**DATASET ROWS:**
---

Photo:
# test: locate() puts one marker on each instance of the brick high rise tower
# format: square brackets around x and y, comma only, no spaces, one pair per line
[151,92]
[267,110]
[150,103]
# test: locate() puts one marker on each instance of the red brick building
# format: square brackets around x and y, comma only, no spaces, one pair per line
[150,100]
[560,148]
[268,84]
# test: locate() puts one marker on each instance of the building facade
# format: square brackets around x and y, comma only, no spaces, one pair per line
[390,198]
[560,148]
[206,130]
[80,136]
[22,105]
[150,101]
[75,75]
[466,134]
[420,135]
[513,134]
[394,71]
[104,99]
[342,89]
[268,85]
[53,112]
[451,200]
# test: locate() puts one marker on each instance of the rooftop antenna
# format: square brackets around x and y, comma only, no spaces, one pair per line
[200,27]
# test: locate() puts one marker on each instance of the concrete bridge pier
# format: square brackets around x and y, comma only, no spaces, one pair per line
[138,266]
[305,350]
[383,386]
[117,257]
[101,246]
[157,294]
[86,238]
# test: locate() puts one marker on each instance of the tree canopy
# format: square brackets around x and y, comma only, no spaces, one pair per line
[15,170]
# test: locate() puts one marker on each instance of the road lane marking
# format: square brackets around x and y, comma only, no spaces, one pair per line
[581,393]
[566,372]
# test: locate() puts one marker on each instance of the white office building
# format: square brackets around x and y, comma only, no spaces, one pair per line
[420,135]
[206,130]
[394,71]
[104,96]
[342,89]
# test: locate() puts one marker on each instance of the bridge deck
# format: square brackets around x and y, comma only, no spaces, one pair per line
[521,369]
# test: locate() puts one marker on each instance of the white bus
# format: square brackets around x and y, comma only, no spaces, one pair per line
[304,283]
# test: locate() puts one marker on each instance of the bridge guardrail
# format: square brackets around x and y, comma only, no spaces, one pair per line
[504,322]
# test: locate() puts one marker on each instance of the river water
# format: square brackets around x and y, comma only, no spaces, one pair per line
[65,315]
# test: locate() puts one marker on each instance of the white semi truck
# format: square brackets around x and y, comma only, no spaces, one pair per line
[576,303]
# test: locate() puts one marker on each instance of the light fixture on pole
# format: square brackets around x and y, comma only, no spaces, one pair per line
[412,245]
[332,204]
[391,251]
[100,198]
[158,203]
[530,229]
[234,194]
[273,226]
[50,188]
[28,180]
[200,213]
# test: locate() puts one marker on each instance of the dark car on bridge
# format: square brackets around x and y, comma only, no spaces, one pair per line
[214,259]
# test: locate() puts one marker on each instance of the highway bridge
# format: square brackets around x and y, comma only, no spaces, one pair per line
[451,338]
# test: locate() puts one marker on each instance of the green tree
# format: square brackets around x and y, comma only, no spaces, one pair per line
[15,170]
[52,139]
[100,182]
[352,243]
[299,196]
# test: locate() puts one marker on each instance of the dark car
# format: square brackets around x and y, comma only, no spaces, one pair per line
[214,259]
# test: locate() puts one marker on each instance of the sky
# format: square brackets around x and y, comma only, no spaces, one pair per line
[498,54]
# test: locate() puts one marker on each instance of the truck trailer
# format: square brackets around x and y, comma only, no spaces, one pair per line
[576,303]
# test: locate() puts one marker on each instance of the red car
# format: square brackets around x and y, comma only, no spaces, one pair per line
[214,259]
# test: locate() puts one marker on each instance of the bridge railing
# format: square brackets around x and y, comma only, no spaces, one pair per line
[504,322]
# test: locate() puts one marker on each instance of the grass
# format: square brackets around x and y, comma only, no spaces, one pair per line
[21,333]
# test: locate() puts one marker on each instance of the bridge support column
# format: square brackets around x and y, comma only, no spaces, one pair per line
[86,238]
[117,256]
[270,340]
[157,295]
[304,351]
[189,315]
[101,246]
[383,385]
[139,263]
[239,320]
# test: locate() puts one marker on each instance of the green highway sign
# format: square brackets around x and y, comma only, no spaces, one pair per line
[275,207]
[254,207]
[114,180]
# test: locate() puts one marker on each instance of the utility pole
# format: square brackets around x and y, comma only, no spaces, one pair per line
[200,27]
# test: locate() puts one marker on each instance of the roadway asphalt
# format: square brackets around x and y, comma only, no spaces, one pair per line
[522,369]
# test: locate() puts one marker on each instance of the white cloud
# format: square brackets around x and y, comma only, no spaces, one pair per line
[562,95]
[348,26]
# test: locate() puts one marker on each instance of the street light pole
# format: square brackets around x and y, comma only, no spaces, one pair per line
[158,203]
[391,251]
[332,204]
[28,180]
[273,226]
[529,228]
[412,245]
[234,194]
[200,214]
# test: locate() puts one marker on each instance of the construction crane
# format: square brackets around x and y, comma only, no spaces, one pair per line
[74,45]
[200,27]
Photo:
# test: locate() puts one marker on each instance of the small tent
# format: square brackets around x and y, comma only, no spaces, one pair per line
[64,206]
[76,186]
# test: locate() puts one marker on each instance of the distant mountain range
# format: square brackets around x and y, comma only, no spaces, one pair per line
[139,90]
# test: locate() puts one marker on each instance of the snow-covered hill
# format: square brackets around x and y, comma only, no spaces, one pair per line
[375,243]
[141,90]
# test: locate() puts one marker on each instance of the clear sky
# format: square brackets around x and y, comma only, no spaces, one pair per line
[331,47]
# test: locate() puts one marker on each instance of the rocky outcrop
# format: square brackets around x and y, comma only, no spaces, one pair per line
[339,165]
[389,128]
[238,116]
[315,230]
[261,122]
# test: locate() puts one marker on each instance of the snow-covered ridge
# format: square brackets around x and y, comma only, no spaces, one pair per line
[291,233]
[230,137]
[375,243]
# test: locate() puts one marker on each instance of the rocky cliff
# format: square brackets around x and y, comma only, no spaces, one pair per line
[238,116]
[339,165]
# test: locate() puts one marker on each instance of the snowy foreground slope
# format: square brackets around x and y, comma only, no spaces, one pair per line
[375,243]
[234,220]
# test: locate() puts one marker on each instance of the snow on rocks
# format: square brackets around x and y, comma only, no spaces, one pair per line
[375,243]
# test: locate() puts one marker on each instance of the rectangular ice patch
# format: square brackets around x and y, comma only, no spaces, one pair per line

---

**EXERCISE AIM:** Beginning with the line that contains "snowy foreground slope", repeat every line through the end of the records and nothing more.

**EXERCISE RESPONSE:**
# test: locate() puts one marker on each instance of the snowy foreground slope
# format: square brackets around x and y, comma only, no spaces, one pair per line
[375,243]
[234,220]
# test: locate() puts one marker on each instance of the snow on rocks
# format: square brackets around x and y, comma only, no spaces, one pair per line
[375,243]
# test: locate() puts one marker on each instance of the rectangular ice patch
# format: square brackets around x and y, comma only, no spaces, one pair per line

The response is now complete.